TRAVAIL DEMANDÉ ->
1. D'après l'extrait de l'arrêt, quel degré de similitude visuelle existe-t-il tout au plus entre les signes en conflit ?
2. Reproduisez fidèlement, dans l'extrait de l'arrêt, le passage allant de « 53      En outre, c’est » jusqu'à « telle voyelle double. ».
3. Reformulez sous forme de liste concise le paragraphe de l'extrait de l'arrêt commençant par « S'agissant de la similitude phonétique », en conservant ses faits essentiels.

53      En outre, c’est à juste titre que la chambre de recours et l’EUIPO insistent, en substance, sur ce que la partie du public pertinent qui reconnaît la lettre majuscule latine « A » dans le symbole « Λ » remarquera néanmoins qu’il ne s’agit en effet pas de la lettre majuscule latine « A », mais plutôt d’une version stylisée. L’effort intellectuel qui doit être réalisé par cette partie du public pertinent pour faire cette association démontre l’existence d’une différence.

54      Enfin, c’est également à juste titre que l’EUIPO remarque que l’emploi d’une double lettre « a » est plutôt inhabituelle dans une partie du territoire pertinent, alors qu’une telle double lettre « a » sera clairement perçue comme différente d’une simple lettre « a » par les locuteurs d’une langue qui connaît une telle voyelle double.

55      Au regard de ce qui précède, la chambre de recours n’a donc pas commis d’erreurs en considérant que, dans l’ensemble, sur le plan visuel, les différences entre les signes en conflit contrebalancent les similitudes entre eux, de sorte qu’il existe tout au plus un faible degré de similitude visuelle.

–       Sur la similitude phonétique

56      S’agissant de la similitude phonétique, la chambre de recours a considéré, aux points 37 et 38 de la décision attaquée, que, pour la partie du public pertinent qui reconnaît la lettre majuscule grecque lambda dans le signe demandé, ce dernier sera perçu comme étant difficile à prononcer dans son ensemble. Dans cette hypothèse, il n’existerait qu’un faible degré de similitude phonétique. En ce qui concerne la partie du public pertinent qui perçoit le symbole « Λ » comme une version stylisée de la lettre majuscule « A » et donc l’élément verbal de la marque demandée comme « laava », la chambre de recours a considéré, au point 38 de la décision attaquée, que cette partie percevrait les signes en conflit comme étant tout au plus faiblement similaires sur le plan phonétique. En effet, le son « a » serait plus long que dans les marques antérieures et répété à la fin du mot. En outre, les signes différeraient par leur nombre de syllabes et par leur rythme.

DONNÉES EXTRAITES ->
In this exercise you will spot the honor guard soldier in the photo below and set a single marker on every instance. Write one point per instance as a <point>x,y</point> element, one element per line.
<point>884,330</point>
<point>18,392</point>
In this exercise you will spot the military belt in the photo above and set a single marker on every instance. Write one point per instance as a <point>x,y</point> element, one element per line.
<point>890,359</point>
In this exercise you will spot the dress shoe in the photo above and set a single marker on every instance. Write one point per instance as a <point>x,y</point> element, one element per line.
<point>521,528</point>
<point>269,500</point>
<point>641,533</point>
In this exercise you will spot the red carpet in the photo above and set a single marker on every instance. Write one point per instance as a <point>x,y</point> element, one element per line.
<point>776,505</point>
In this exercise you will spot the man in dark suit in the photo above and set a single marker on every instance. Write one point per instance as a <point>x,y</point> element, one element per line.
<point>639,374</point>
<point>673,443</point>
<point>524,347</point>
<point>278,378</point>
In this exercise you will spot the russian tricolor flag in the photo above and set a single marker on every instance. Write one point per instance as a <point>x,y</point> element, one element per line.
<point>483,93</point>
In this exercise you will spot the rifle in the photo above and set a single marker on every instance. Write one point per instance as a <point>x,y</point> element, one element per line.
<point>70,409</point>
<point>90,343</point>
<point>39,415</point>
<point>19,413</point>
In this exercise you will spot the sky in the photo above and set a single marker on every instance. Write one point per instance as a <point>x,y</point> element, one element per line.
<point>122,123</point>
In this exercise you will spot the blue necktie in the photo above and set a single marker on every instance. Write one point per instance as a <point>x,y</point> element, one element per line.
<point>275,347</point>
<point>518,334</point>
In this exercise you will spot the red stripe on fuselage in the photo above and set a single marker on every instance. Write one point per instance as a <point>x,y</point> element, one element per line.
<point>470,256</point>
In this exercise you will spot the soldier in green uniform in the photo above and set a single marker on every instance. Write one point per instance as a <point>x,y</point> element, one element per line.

RÉPONSES ATTENDUES ->
1. Il existe tout au plus un faible degré de similitude visuelle entre les signes en conflit.

2.
53      En outre, c’est à juste titre que la chambre de recours et l’EUIPO insistent, en substance, sur ce que la partie du public pertinent qui reconnaît la lettre majuscule latine « A » dans le symbole « Λ » remarquera néanmoins qu’il ne s’agit en effet pas de la lettre majuscule latine « A », mais plutôt d’une version stylisée. L’effort intellectuel qui doit être réalisé par cette partie du public pertinent pour faire cette association démontre l’existence d’une différence.

54      Enfin, c’est également à juste titre que l’EUIPO remarque que l’emploi d’une double lettre « a » est plutôt inhabituelle dans une partie du territoire pertinent, alors qu’une telle double lettre « a » sera clairement perçue comme différente d’une simple lettre « a » par les locuteurs d’une langue qui connaît une telle voyelle double.

3.
- Aux points 37 et 38 de la décision attaquée, la chambre de recours a examiné la similitude phonétique.
- Une partie du public pertinent reconnaît la lettre majuscule grecque lambda dans le signe demandé. Pour elle, ce signe serait difficile à prononcer dans son ensemble, et la similitude phonétique ne serait que faible.
- Une autre partie du public pertinent voit dans « Λ » une version stylisée de la lettre majuscule « A » et lit donc « laava ». Pour elle, les signes seraient tout au plus faiblement similaires sur le plan phonétique (point 38), pour deux raisons :
  - le son « a » serait plus long que dans les marques antérieures et répété à la fin du mot ;
  - les signes différeraient par leur nombre de syllabes et par leur rythme.